> Provided text:
⟨

Ayotzinapa and Palestine bleed on the same map

Originally published on It’s Going Down.

September 26, 2025, marks 11 years since the State attack on students from the Ayotzinapa Rural Normal School in Iguala, Guerrero, during which six people were killed, 25 wounded, and 43 students disappeared. The following is the transcript of a Spanish-language audio segment produced by Radio Cósmica Libre in collaboration with the efforts of Communicators for Palestine. It is based on information provided by Eduardo Ibañez from the Mexico City Encampment for the 43. It has been translated into English by Scott Campbell.

Mexico, September 26, 2014. Palestine, July 2014. Two dates that seem unrelated but that resonate with a shared echo.

That night in Iguala, 43 campesino students were uprooted from their dormitories, from their classrooms, from their dreams. That summer in Gaza, more than 2,000 Palestinian lives were taken in a matter of weeks by the military machinery of Israel. What connects a young normalista from Guerrero with a Palestinian girl who will never become a teenager? The answer is in the language of State violence, in the economy of death that connects the Mexican narco-state with Israeli necropolitics.

⟩

(Extracted data lines)
⟨

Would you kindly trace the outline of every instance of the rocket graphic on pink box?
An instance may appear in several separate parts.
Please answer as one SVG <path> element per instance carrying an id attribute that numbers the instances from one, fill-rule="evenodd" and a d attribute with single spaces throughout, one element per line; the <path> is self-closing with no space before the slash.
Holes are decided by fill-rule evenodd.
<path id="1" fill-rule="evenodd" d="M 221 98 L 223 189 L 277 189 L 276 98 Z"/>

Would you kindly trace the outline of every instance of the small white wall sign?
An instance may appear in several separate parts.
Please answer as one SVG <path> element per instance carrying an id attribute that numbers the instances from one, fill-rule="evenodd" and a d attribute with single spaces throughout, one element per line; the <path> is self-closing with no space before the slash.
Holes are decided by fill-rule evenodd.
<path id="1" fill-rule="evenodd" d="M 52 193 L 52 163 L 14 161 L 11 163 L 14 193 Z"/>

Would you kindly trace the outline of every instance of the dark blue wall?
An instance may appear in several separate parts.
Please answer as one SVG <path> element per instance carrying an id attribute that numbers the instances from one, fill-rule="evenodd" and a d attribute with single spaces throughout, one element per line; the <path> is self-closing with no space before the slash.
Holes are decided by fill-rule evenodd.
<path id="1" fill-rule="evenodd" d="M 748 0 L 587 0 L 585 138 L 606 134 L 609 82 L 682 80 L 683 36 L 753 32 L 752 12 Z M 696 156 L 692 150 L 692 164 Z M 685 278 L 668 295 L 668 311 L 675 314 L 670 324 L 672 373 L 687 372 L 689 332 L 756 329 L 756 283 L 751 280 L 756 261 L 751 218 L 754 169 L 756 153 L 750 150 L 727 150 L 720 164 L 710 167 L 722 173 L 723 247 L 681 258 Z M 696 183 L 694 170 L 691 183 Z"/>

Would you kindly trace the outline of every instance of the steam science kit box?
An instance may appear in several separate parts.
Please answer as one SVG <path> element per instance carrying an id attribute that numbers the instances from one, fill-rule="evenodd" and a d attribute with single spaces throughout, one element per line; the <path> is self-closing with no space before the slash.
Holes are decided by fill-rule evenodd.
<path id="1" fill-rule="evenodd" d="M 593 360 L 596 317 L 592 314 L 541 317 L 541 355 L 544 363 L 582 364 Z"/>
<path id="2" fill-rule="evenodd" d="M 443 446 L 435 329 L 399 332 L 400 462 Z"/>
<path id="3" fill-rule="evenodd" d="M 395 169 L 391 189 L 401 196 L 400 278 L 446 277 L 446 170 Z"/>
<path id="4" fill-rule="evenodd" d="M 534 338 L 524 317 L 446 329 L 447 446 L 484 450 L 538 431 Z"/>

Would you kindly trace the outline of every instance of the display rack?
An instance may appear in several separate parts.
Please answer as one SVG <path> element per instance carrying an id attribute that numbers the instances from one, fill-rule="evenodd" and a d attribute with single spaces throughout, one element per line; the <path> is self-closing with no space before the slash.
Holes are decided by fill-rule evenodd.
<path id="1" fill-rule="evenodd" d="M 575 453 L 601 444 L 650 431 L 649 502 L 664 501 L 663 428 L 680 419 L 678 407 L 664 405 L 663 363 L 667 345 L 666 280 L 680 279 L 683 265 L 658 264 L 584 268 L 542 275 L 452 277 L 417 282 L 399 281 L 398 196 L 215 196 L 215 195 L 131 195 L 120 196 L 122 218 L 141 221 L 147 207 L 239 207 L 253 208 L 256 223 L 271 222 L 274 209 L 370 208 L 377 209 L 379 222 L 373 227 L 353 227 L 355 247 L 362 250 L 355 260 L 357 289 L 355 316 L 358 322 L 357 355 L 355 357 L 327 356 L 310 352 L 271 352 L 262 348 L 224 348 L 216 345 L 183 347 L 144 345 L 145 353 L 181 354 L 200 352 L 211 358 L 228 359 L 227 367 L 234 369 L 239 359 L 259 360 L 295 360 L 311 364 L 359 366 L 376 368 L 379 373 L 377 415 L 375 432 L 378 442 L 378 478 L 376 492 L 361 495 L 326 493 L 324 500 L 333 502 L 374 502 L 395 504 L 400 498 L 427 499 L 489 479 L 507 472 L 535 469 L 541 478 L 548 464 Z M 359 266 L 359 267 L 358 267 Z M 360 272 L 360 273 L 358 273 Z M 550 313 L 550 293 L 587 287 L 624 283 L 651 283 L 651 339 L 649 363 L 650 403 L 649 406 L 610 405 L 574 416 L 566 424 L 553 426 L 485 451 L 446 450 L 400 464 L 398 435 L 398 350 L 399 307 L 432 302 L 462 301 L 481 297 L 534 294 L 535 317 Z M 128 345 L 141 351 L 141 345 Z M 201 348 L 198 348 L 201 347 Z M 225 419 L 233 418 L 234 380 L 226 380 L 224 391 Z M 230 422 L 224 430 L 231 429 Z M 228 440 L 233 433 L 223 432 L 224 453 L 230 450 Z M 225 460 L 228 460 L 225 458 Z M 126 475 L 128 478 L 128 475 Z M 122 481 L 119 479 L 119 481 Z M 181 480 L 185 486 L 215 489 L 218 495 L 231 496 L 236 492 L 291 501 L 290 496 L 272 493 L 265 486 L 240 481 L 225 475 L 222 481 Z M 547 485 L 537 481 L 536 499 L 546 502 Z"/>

⟩

> Challenges:
**1.** Repeat the part of the Ayotzinapa article that opens with the words containing "Originally published on" and closes with "by Scott Campbell.".
**2.** Do these statements agree with the Ayotzinapa article? Answer yes or no for each and quote the deciding words. (a) The attack in Iguala left 43 students disappeared. (b) Scott Campbell produced the original Spanish-language audio segment. (c) The more than 2,000 Palestinian lives in Gaza were taken over several years.
**3.** What comes next in the Ayotzinapa article? Write the next part, starting after its final sentence.
These lines have no connection to the Ayotzinapa article.

> The replies:
**1.**
Originally published on It’s Going Down.

September 26, 2025, marks 11 years since the State attack on students from the Ayotzinapa Rural Normal School in Iguala, Guerrero, during which six people were killed, 25 wounded, and 43 students disappeared. The following is the transcript of a Spanish-language audio segment produced by Radio Cósmica Libre in collaboration with the efforts of Communicators for Palestine. It is based on information provided by Eduardo Ibañez from the Mexico City Encampment for the 43. It has been translated into English by Scott Campbell.

**2.**
(a) Yes: "25 wounded, and 43 students disappeared."
(b) No: "produced by Radio Cósmica Libre" and "translated into English by Scott Campbell."
(c) No: "more than 2,000 Palestinian lives were taken in a matter of weeks."

**3.**
It is a long story. In Mexico, the rural normal schools emerged in the 1930s to educate the children of poor campesinos and to train teachers committed to their communities. In Palestine, the Nakba of 1948 inaugurated a life under occupation, dispossession, and forced displacement.

Two processes that appear distinct but that share the experience of peoples who were denied the right to exist in conditions of dignity. In 2014, the stories intersected. While Gaza suffered bombardments during July and August, students from the Ayotzinapa rural normal school went out into the streets of Mexico to protest in solidarity.

Just one month later, they themselves were victims of forced disappearance and murder in Iguala. The disappearance did not just erase bodies, it also condemned mothers, sisters, and wives to a life of interminable searching. State violence produces widows, orphans, mutilated families, communities condemned to permanent mourning.

State crime has no passport. Governments that kill in the name of security learn from one another. Necropolitics speaks many languages, but death always says the same thing: “You don’t matter.”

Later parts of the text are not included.